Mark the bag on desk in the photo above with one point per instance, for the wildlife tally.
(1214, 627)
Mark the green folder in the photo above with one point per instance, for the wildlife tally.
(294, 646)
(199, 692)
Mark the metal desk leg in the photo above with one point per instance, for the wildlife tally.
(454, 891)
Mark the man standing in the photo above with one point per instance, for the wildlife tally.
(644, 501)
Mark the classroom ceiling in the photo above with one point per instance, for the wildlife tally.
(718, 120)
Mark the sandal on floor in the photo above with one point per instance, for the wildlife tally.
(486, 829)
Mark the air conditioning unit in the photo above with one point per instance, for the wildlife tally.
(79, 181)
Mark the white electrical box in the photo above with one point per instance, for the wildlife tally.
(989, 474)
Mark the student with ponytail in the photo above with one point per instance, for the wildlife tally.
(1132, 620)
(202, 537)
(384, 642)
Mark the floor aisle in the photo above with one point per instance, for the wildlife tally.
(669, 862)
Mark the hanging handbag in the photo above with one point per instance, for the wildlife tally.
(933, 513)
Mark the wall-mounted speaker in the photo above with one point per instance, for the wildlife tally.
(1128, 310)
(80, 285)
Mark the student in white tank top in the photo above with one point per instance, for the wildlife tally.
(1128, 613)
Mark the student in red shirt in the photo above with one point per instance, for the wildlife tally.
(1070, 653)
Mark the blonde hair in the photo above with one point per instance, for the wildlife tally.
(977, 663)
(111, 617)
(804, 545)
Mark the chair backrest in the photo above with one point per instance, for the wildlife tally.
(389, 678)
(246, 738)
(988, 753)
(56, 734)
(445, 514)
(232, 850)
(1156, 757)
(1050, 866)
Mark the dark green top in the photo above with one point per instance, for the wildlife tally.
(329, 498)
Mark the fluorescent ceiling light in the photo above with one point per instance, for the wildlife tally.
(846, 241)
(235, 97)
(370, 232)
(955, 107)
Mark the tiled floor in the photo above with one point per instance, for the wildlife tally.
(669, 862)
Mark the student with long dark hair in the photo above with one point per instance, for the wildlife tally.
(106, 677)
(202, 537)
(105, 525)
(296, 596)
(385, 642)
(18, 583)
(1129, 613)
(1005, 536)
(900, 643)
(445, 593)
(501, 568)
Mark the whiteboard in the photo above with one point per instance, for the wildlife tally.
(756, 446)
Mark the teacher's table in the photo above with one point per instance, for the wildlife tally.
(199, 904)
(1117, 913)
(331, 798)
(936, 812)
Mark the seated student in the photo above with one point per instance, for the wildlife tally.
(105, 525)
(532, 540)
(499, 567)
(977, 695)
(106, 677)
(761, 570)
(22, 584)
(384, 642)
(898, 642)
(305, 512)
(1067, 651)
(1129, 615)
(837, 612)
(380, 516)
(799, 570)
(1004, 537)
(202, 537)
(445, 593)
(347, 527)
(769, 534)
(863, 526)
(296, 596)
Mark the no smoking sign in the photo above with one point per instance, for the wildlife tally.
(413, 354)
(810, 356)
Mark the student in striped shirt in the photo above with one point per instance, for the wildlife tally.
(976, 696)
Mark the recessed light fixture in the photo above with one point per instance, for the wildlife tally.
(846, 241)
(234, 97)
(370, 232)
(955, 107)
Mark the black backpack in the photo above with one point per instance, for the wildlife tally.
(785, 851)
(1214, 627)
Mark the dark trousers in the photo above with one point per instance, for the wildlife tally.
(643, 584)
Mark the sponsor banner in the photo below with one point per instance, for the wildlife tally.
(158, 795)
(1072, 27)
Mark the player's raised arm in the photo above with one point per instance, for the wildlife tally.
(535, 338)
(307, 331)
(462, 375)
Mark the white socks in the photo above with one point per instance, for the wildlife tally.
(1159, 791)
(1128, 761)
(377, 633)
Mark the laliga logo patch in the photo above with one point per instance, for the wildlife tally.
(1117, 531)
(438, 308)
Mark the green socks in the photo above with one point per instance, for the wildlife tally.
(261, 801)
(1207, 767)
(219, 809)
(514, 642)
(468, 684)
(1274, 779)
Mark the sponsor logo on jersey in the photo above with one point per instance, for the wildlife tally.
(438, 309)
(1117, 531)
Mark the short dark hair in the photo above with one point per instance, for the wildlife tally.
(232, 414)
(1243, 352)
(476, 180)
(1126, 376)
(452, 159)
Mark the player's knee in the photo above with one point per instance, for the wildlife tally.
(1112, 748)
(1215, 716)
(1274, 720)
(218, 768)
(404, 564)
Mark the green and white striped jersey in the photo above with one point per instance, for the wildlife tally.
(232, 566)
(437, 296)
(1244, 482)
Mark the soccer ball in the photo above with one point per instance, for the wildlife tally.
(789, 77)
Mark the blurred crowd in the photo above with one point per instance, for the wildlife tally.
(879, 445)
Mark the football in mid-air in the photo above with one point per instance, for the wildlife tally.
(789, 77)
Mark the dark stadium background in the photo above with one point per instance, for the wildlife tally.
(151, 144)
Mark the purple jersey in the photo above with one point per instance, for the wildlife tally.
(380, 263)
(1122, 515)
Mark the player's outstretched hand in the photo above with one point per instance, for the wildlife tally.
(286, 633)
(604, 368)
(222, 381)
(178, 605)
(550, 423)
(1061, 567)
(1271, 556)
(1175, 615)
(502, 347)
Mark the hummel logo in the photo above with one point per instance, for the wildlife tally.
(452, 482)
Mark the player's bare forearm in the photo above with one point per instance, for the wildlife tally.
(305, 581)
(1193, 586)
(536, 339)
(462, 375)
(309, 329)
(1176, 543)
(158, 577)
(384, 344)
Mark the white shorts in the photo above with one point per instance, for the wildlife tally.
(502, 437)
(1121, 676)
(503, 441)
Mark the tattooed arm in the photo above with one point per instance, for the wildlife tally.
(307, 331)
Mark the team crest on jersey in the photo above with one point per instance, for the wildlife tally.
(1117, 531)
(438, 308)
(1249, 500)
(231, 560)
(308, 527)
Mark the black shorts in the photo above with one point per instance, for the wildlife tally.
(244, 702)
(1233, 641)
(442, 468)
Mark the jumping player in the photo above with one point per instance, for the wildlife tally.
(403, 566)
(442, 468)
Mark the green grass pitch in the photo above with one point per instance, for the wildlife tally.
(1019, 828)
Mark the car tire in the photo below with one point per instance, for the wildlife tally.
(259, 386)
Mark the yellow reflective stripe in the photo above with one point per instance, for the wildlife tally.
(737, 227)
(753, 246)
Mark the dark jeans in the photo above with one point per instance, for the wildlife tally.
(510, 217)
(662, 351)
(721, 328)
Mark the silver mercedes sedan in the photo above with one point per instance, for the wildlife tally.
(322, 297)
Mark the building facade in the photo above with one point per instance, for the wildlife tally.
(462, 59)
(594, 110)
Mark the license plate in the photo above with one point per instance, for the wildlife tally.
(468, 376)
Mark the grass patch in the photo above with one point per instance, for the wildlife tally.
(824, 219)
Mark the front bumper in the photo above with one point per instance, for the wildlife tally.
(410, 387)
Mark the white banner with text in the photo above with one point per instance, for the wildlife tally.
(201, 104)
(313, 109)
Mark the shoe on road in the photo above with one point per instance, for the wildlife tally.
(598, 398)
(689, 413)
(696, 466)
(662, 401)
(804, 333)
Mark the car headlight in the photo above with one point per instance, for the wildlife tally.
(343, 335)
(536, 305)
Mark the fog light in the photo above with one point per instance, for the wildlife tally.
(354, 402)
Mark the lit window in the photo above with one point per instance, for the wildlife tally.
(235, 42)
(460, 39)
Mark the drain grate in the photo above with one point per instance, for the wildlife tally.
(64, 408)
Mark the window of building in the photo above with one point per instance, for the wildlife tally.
# # # #
Please write out each entry shown above exactly as given.

* [Result below]
Mark the bag on desk in the photo above with one point per instance, for the wildlife tally.
(1214, 627)
Mark the green folder in the photo above with one point per instance, for the wildlife tally.
(294, 646)
(199, 692)
Mark the metal desk leg in the photo above with one point per instance, for the wildlife tally.
(454, 891)
Mark the man standing in the photo above with one point per instance, for the wildlife tally.
(644, 501)
Mark the classroom ceiling in the photo above with one point per instance, for the wildlife tally.
(718, 120)
Mark the sandal on floor in the photo above with one point per instance, for the wildlife tally.
(486, 829)
Mark the air conditioning unit in the photo above with one point per instance, for the wildlife tally.
(79, 181)
Mark the white electrical box in the photo above with one point per instance, for the wildlife tally.
(989, 474)
Mark the student with ponytail in the photo above with one point per instance, for the wildlife tally.
(1132, 620)
(202, 537)
(384, 642)
Mark the floor aisle in the photo above with one point per instance, for the wildlife tally.
(669, 862)
Mark the hanging handbag in the photo above with one point per instance, for the wildlife tally.
(933, 513)
Mark the wall-mounted speaker in the photo above with one point per instance, for the wildlife tally.
(1128, 310)
(80, 285)
Mark the student in white tank top in the photo above with one point per instance, for the wildlife tally.
(1128, 613)
Mark the student in red shirt in the photo above with one point per instance, for the wildlife tally.
(1070, 653)
Mark the blonde hair in the photo above with one point per instance, for the wildlife tally.
(977, 663)
(111, 617)
(804, 545)
Mark the chair backrest in the photo above with one point per instance, for the wildlife tally.
(389, 678)
(246, 738)
(988, 753)
(56, 734)
(445, 514)
(232, 850)
(1156, 757)
(1050, 866)
Mark the dark green top in the photo above with one point per instance, for the wildlife tally.
(329, 498)
Mark the fluorescent ceiling light in the photo above with one point per instance, for the wildlife tally.
(846, 241)
(235, 97)
(370, 232)
(955, 107)
Mark the tiled floor in the photo above with one point per instance, for the wildlife tally.
(669, 862)
Mark the student with long dark hair in the photo above with one point per instance, for the wildlife tally.
(106, 677)
(202, 537)
(105, 525)
(296, 596)
(385, 642)
(18, 583)
(1129, 613)
(1005, 536)
(900, 643)
(445, 593)
(501, 568)
Mark the whiteboard in the photo above with one point per instance, for the wildlife tally.
(756, 446)
Mark the teacher's table in the photo above with one point per instance, for the wildlife tally.
(199, 904)
(1117, 913)
(331, 798)
(936, 812)
Mark the seated student in the photo above with one point per instance, for the wildlife tally.
(105, 525)
(532, 540)
(499, 567)
(977, 695)
(106, 677)
(761, 570)
(22, 584)
(384, 642)
(898, 642)
(305, 512)
(1067, 651)
(1129, 615)
(837, 612)
(380, 516)
(799, 570)
(1004, 537)
(202, 537)
(445, 593)
(347, 527)
(769, 534)
(863, 526)
(296, 596)
Mark the no smoking sign in the photo above with one point per instance, for the wildlife tally.
(413, 354)
(810, 356)
Mark the student in striped shirt in the photo above with one point per instance, for the wildlife tally.
(976, 696)
Mark the recessed light fixture in the photo above with one point per instance, for the wildlife tally.
(846, 241)
(234, 97)
(370, 232)
(955, 107)
Mark the black backpack in the photo above with one point per instance, for the wildlife tally.
(785, 851)
(1214, 627)
Mark the dark trousers in the photo above with one point per instance, for the wildlife tally.
(643, 584)
Mark the sponsor banner in the photo below with one point per instance, for the wildlife tally.
(158, 795)
(1072, 27)
Mark the player's raised arm in the photo above with one point per instance, for the wildlife tally.
(535, 338)
(307, 331)
(462, 375)
Mark the white socks in the photo above with one point per instance, for the wildlife tally.
(1159, 791)
(1128, 761)
(377, 633)
Mark the laliga logo patch in the photo above with one point per instance, for the wildlife tally.
(1117, 531)
(438, 308)
Mark the green socks in the photo above with one point per instance, for the wildlife tally.
(261, 801)
(1207, 767)
(219, 809)
(514, 642)
(468, 684)
(1274, 779)
Mark the sponsor logo on jersey in the photo above with one point per instance, for the wildlife tally.
(438, 309)
(1117, 531)
Mark the short dark hair in the photo above with one point per instance, for the wildlife tally.
(232, 414)
(1243, 352)
(476, 180)
(1126, 376)
(452, 159)
Mark the player's knee in the photo above with one point per instance, for the wildlife tally.
(1112, 748)
(1215, 716)
(1274, 720)
(218, 768)
(404, 564)
Mark the green and white striped jersey in the photo above with one point per instance, for the wildlife tally.
(232, 566)
(437, 296)
(1244, 482)
Mark the soccer ball in the photo above with one point per instance, for the wildlife tally.
(789, 77)
Mark the blurred crowd in the photo above with one point per instance, for the wildlife tally.
(879, 445)
Mark the football in mid-air in the photo above with one point per instance, for the wildlife tally.
(789, 77)
Mark the dark stadium background in the photo above with one point per instance, for the wildlife tally.
(151, 144)
Mark the purple jersey in the photo above with one point per instance, for the wildlife tally.
(380, 263)
(1122, 515)
Mark the player's outstretched hand in the photo above with one point per instance, for the wildlife tally.
(286, 633)
(604, 368)
(222, 381)
(178, 605)
(550, 423)
(1061, 567)
(1271, 556)
(1175, 615)
(502, 347)
Mark the hummel logo in the photo above with one point per instance, for the wildlife tally.
(452, 482)
Mark the player's bare forearm in the photo above with one point per instance, for the wildlife tally.
(305, 581)
(1193, 586)
(536, 339)
(462, 375)
(309, 329)
(1176, 543)
(158, 577)
(384, 344)
Mark the white shorts in the photo above with one point per instance, for the wildlife tally.
(502, 437)
(1121, 676)
(503, 441)
Mark the tattooed arm in the photo above with one point per instance, for the wildlife tally.
(307, 331)
Mark the team crest on jersey in the photo above with one point per instance, for the wildlife tally.
(1117, 531)
(438, 308)
(1249, 500)
(231, 560)
(308, 527)
Mark the black shorts in the photo above with one point per instance, for the wildlife tally.
(244, 702)
(1233, 641)
(442, 468)
Mark the jumping player in the photo above with one point per instance, for the wildlife tally.
(403, 566)
(442, 468)
Mark the green grass pitch in the photo above with one point per instance, for the wildlife tally.
(1019, 828)
Mark the car tire in the photo below with one point per instance, for the wildlife tally.
(259, 386)
Mark the yellow reflective stripe in the photo above with one point per instance, for the wildlife tally.
(737, 227)
(753, 246)
Mark the dark jeans in the photo above with one point per instance, for the wildlife tally.
(510, 217)
(662, 351)
(721, 328)
Mark the silver mercedes sedan in the photo above with one point per instance, for the wildlife tally.
(322, 297)
Mark the building facade in the photo above with one point per instance, for the wildlife tally.
(462, 59)
(594, 110)
Mark the license plate in the photo above with one point per instance, for the wildlife tally.
(468, 376)
Mark the grass patch in the photo above with one point per instance, for the wildlife tally.
(824, 219)
Mark the front bumper in the photo above with one point per instance, for the wildlife tally.
(410, 387)
Mark the white banner with text in the photo above with one point per instance, for the wildlife tally.
(201, 104)
(313, 109)
Mark the shoe on road in the photo above with one point per instance, for the wildlife tally.
(598, 398)
(689, 413)
(696, 466)
(662, 401)
(804, 333)
Mark the car headlight in the photo above with one point per instance, for the wildlife tally.
(343, 335)
(536, 305)
Mark the fog light in the photo above with one point per instance, for the wildlife tally.
(354, 402)
Mark the lit window in the photo above with one point per instance, for the wildlife tally.
(235, 42)
(460, 39)
Mark the drain grate in the photo above with one point per instance, for the wildlife tally.
(64, 408)
Mark the window of building in the photo above with one point per instance, for the wildlife tally.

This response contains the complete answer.